#### [WRITTEN REQUEST]
Arrange all the rows below as a two-column CSV with the headers "input" and "output", one CSV line per row, holding its text and its answer. Put each value in a single quoted field with line breaks replaced by spaces, and leave the pictures out.

Segmentation data:
_ _ _ _ _
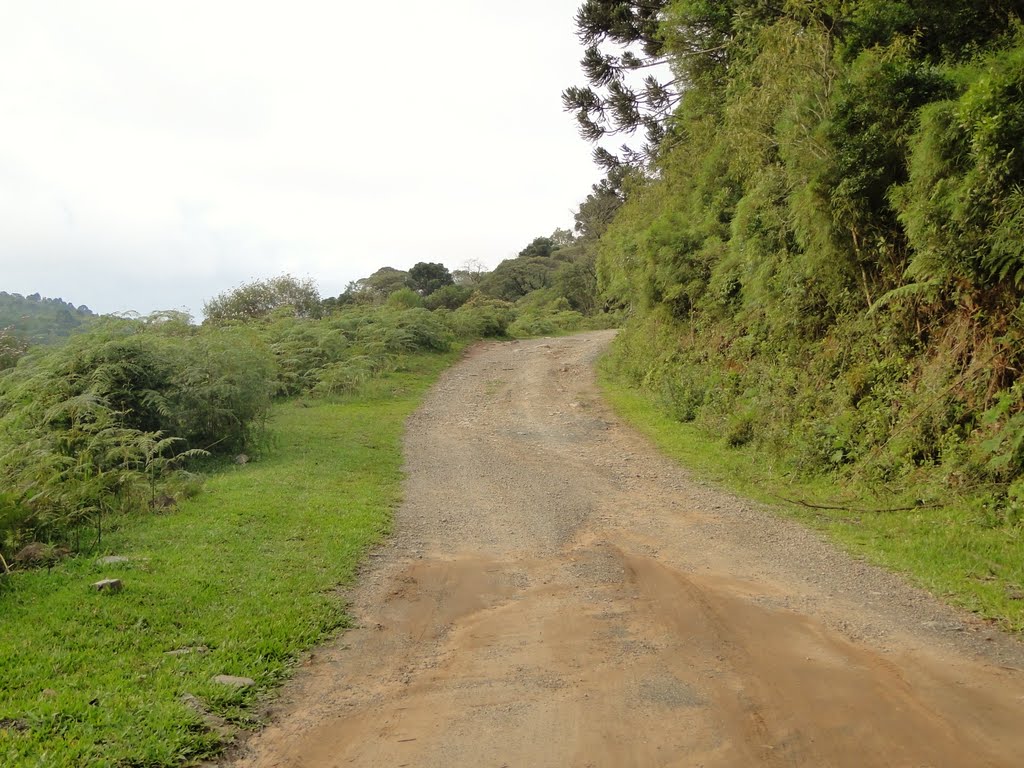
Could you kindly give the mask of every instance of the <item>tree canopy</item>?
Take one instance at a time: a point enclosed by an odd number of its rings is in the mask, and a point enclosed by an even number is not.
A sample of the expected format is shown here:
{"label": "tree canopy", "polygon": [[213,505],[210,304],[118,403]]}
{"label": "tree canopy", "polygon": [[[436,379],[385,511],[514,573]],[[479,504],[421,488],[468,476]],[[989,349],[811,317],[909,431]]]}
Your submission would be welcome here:
{"label": "tree canopy", "polygon": [[316,284],[290,274],[257,280],[218,294],[203,305],[207,321],[244,321],[287,311],[296,317],[316,317],[321,297]]}

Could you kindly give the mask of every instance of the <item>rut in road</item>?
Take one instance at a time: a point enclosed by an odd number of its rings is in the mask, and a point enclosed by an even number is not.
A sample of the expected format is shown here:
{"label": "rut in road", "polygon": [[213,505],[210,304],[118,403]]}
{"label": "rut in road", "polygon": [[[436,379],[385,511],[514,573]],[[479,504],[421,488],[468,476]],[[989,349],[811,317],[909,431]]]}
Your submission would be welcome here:
{"label": "rut in road", "polygon": [[623,425],[611,334],[475,347],[395,536],[236,766],[1019,766],[1022,646]]}

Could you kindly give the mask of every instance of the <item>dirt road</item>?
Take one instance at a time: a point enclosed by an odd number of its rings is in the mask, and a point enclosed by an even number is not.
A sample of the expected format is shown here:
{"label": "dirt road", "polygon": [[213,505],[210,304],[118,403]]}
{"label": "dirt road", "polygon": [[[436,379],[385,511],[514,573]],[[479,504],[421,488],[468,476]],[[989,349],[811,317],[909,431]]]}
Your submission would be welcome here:
{"label": "dirt road", "polygon": [[486,344],[236,766],[1020,766],[1022,645],[694,481],[600,401],[609,333]]}

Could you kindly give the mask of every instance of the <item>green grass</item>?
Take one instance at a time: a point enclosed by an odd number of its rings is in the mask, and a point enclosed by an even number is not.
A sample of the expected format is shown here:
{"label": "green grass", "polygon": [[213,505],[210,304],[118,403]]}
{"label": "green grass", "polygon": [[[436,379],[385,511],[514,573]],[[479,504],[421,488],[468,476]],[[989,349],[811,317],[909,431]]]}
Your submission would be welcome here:
{"label": "green grass", "polygon": [[[344,627],[339,587],[388,531],[406,417],[457,355],[414,358],[359,396],[275,409],[274,447],[179,507],[121,521],[103,550],[0,593],[0,765],[170,766],[243,726],[298,653]],[[101,566],[97,556],[130,562]],[[90,585],[124,581],[120,594]],[[206,646],[206,653],[167,651]],[[253,678],[237,690],[215,675]]]}
{"label": "green grass", "polygon": [[[986,521],[980,500],[947,493],[936,508],[854,511],[909,506],[913,488],[886,499],[868,486],[800,477],[756,447],[729,447],[721,435],[671,418],[652,396],[615,378],[610,366],[602,369],[601,385],[620,416],[696,475],[824,530],[851,553],[902,572],[1007,631],[1024,632],[1024,528]],[[812,510],[780,497],[848,509]]]}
_ _ _ _ _
#### [EXERCISE RESPONSE]
input,output
"Could you kindly give the mask of every instance of the <item>tree canopy</item>? Take one instance at a time: a point enclosed by an odd number of its rings is in the mask, and a point enclosed by an even number is not. A sample of the expected format is shown here: {""label"": ""tree canopy"", ""polygon"": [[213,505],[210,304],[118,403]]} {""label"": ""tree canopy"", ""polygon"": [[[436,379],[385,511],[514,573]],[[479,504],[421,488],[468,476]],[[989,349],[811,317],[909,431]]]} Your submission would be welcome here:","{""label"": ""tree canopy"", ""polygon"": [[316,284],[290,274],[257,280],[218,294],[203,305],[207,321],[244,321],[287,311],[296,317],[316,317],[321,297]]}"
"Could you kindly give the mask of every instance of the <item>rut in road</item>? Take one instance at a time: a point enclosed by an odd number of its rings is in the mask, and a point enclosed by an even number is not. A sample of the expected format is shown here: {""label"": ""rut in road"", ""polygon"": [[213,505],[210,304],[118,403]]} {""label"": ""rut in road"", ""polygon"": [[[436,379],[385,511],[514,573]],[[479,504],[421,488],[468,476]],[[989,349],[811,317],[909,431]]]} Your submission would be welcome here:","{""label"": ""rut in road"", ""polygon"": [[623,425],[611,334],[475,347],[395,536],[236,766],[1019,766],[1022,646]]}"
"Could you kindly give the mask of every instance of the <item>dirt road</item>? Take one instance at a time: a point enclosed by an odd number of its rings is in the mask, and a point enclosed by an even number is not. A sample of the expected format is shown here: {""label"": ""dirt road"", ""polygon"": [[213,505],[210,304],[118,403]]} {""label"": ""dirt road"", ""polygon"": [[[436,379],[385,511],[514,573]],[[479,504],[421,488],[468,476]],[[989,349],[811,317],[909,431]]]} Your submission would be welcome here:","{""label"": ""dirt road"", ""polygon"": [[486,344],[236,766],[1020,766],[1022,645],[694,481],[600,401],[609,333]]}"
"Could you kindly give the mask of every instance of the <item>green grass</item>? Take one instance at a time: a point enclosed by an odd number of its rings is in the mask, and a point enclosed by an even number is not. A sample of the expected format is shown here: {""label"": ""green grass"", ""polygon"": [[213,505],[210,304],[118,403]]} {""label"": ""green grass"", ""polygon"": [[[436,379],[385,511],[514,573]],[[479,504],[421,488],[468,476]],[[989,349],[811,317],[909,431]]]} Your submission would be welcome here:","{""label"": ""green grass"", ""polygon"": [[[344,627],[339,587],[388,531],[406,417],[457,355],[414,358],[359,396],[275,409],[274,447],[179,507],[121,521],[103,550],[0,593],[0,765],[170,766],[243,726],[298,653]],[[101,566],[97,556],[130,562]],[[90,585],[124,581],[120,594]],[[206,646],[206,653],[167,651]],[[253,678],[237,690],[215,675]]]} {""label"": ""green grass"", ""polygon"": [[[986,521],[980,500],[947,493],[936,508],[854,511],[909,506],[913,488],[886,499],[868,486],[800,477],[756,447],[729,447],[721,435],[671,418],[652,396],[615,378],[610,366],[602,369],[601,385],[620,416],[696,475],[824,530],[851,553],[902,572],[1007,631],[1024,632],[1024,528]],[[812,510],[780,497],[848,509]]]}"